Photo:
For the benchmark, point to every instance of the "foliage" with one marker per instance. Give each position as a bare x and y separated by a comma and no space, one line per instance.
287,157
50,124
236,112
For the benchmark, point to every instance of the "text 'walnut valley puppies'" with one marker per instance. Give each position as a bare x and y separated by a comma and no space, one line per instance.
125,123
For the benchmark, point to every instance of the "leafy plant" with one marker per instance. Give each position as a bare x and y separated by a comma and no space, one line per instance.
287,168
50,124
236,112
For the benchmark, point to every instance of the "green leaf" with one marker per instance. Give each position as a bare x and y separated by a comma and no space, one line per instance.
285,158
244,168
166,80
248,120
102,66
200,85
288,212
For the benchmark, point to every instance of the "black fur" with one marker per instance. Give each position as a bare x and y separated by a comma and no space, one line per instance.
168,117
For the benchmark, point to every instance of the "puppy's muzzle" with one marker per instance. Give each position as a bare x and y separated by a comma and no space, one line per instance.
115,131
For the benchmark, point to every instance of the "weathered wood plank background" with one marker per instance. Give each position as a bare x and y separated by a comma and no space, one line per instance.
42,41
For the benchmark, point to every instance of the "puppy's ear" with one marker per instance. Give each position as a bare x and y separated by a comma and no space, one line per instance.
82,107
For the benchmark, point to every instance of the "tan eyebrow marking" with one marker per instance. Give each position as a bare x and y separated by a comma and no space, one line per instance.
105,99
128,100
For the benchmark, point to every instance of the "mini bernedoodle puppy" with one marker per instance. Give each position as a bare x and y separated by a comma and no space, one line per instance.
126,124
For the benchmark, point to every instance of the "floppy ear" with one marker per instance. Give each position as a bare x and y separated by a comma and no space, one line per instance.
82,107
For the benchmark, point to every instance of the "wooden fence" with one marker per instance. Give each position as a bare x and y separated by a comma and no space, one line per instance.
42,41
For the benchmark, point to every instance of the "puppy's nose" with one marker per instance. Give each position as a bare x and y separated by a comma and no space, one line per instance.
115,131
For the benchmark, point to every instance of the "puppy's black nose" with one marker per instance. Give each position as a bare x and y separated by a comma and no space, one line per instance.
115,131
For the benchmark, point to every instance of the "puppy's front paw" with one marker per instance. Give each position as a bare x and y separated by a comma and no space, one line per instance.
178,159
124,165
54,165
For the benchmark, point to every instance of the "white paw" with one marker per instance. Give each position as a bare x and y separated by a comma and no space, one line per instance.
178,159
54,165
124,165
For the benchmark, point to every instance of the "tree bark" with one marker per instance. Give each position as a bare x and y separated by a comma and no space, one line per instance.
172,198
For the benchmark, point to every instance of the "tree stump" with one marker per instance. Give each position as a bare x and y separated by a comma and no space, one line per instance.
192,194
__________
Set problem => How many lines in the listing contain the string "black", with case taken into account? Reply with the number alone.

Full solution => 2